Work required:
Answer these questions using the text below on satellite quantum key distribution.
(a) With current technology, about how far can QKD over fiber reach?
(b) Which company leads the consortium that aims to establish the first commercial QKD satellite constellation?
(c) With which agency is the first satellite being built under contract?

Given text:
------------------------------------------------
Quantum Key Distribution (QKD) facilitates the secure sharing of encryption keys using quantum technology. These keys can encrypt data for transmission over conventional fibre links across any distance, but QKD itself is limited over fibre to around 150km with current technology. Beyond this, 'trusted nodes' are required, but at major risk of creating security vulnerabilities. A number of dark fibre QKD networks are being built, including in the UK, but all are subject to this constraint. QKD through free space is less sensitive to distance. Thus, satellites provide the means for distributing keys across very large distances between end users spread across countries or continents - they are a facilitator of global QKD networks. Satellite components in QKD networks are being planned or researched in a number of countries. A consortium led by Arqit aims to establish the world's first commercial QKD satellite constellation. The first satellite is being built under contract with the European Space Agency, with further satellite already being developed. This project aims to overcome important barriers to the adoption of QKD based infrastructure and services by government customers that will need accreditation. We will establish sector specific demonstrators of the service prior to satellite launch to support live end to end demonstrations, enabling customer integration to accelerate adoption; develop QKD optimised detectors to enhance performance of optical ground receivers whilst reducing cost; address operational security by performing practical side channel attacks on key elements of the system; and develop satellite specific QKD standards, supported by generating portable test equipment to support interoperability testing with other satellite QKD systems.
------------------------------------------------
Supplied records:

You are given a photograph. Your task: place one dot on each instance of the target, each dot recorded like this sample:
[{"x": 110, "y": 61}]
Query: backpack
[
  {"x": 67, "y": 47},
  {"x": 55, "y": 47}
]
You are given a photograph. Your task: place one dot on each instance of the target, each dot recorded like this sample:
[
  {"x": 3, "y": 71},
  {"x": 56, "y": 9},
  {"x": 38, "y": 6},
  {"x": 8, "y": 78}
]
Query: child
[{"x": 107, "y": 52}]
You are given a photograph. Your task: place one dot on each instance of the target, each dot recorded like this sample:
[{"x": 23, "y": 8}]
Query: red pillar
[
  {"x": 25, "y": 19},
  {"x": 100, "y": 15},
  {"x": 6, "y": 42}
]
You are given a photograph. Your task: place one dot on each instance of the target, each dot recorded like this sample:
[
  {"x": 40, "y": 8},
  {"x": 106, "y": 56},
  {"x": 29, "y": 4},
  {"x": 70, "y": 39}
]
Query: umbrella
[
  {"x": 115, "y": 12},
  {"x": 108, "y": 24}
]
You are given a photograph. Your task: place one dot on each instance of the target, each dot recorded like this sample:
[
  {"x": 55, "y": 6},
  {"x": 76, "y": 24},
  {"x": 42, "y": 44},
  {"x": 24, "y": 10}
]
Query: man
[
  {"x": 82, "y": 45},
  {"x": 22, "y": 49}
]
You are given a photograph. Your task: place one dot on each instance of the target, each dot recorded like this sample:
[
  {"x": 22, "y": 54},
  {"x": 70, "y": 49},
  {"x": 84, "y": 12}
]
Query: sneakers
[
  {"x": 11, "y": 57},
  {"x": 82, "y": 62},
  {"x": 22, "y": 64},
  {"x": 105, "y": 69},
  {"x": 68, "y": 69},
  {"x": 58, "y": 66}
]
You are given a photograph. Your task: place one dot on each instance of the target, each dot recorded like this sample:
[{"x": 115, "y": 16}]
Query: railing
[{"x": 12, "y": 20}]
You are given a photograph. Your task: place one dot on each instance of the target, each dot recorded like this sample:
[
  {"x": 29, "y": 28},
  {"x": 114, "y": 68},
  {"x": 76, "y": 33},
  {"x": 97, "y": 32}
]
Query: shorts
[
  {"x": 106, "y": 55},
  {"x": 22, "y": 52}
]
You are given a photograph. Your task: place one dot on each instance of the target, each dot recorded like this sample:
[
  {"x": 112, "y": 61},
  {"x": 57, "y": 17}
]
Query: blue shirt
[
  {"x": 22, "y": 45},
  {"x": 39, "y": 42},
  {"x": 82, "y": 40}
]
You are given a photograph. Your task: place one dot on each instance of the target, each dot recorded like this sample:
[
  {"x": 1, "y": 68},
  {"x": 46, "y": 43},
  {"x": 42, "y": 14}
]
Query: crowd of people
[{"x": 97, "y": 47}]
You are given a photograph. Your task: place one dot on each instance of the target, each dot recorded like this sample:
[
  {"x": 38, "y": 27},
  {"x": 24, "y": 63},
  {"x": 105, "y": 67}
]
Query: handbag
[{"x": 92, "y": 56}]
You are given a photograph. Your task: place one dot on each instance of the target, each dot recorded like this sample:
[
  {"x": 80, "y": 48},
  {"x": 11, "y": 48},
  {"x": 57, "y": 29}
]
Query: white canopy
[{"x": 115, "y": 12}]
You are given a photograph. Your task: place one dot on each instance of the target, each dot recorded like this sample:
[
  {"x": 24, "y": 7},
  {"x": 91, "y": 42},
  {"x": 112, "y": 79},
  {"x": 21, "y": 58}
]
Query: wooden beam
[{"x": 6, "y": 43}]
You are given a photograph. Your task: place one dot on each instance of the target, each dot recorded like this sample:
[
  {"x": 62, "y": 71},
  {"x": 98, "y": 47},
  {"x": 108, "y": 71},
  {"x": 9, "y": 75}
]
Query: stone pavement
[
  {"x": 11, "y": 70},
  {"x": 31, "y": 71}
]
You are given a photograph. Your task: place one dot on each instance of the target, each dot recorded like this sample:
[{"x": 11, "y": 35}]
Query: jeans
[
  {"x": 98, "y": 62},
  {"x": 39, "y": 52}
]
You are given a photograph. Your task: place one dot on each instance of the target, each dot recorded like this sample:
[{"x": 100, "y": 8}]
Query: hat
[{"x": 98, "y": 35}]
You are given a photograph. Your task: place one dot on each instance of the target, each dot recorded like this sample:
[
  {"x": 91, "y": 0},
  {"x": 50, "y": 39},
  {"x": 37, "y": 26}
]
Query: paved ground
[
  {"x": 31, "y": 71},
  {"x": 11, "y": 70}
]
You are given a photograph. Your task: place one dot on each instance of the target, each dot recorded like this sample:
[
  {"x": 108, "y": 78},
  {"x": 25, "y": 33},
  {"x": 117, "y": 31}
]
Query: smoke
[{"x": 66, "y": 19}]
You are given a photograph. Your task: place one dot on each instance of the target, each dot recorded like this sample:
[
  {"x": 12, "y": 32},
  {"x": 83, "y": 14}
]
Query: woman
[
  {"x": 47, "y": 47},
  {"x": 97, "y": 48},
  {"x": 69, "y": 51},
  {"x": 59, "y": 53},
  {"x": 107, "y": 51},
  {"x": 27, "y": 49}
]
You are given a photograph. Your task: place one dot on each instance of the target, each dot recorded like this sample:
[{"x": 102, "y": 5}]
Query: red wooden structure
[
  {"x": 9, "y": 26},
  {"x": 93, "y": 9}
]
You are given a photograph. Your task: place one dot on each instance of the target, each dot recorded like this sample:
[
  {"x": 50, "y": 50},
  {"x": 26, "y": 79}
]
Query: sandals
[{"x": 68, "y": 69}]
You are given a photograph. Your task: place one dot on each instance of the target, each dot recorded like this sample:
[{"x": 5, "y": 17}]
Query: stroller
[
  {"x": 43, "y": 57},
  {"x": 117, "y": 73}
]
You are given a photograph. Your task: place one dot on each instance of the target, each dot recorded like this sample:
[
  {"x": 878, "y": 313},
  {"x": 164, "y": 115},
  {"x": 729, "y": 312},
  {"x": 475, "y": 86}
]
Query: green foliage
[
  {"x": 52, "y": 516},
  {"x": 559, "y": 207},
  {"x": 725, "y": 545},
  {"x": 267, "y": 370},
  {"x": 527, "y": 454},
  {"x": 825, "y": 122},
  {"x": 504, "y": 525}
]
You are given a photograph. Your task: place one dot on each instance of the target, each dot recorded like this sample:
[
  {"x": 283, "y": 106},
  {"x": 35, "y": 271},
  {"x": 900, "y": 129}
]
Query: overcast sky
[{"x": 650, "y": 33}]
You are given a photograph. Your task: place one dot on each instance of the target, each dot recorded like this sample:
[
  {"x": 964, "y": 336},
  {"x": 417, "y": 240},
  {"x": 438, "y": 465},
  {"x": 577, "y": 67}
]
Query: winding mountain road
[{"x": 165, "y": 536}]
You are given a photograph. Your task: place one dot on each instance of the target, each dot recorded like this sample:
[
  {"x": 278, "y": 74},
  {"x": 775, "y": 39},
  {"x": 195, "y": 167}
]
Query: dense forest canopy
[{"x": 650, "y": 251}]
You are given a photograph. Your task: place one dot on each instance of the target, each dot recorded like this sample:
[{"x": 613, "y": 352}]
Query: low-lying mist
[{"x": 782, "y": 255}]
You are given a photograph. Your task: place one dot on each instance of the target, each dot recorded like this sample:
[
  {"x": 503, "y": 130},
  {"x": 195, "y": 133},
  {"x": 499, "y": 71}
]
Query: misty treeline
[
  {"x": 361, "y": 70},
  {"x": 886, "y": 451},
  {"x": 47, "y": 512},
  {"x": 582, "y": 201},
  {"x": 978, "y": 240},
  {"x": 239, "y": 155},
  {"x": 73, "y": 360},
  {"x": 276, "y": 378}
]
------------------------------------------------
Problem solution:
(a) Around 150km.
(b) Arqit.
(c) The European Space Agency.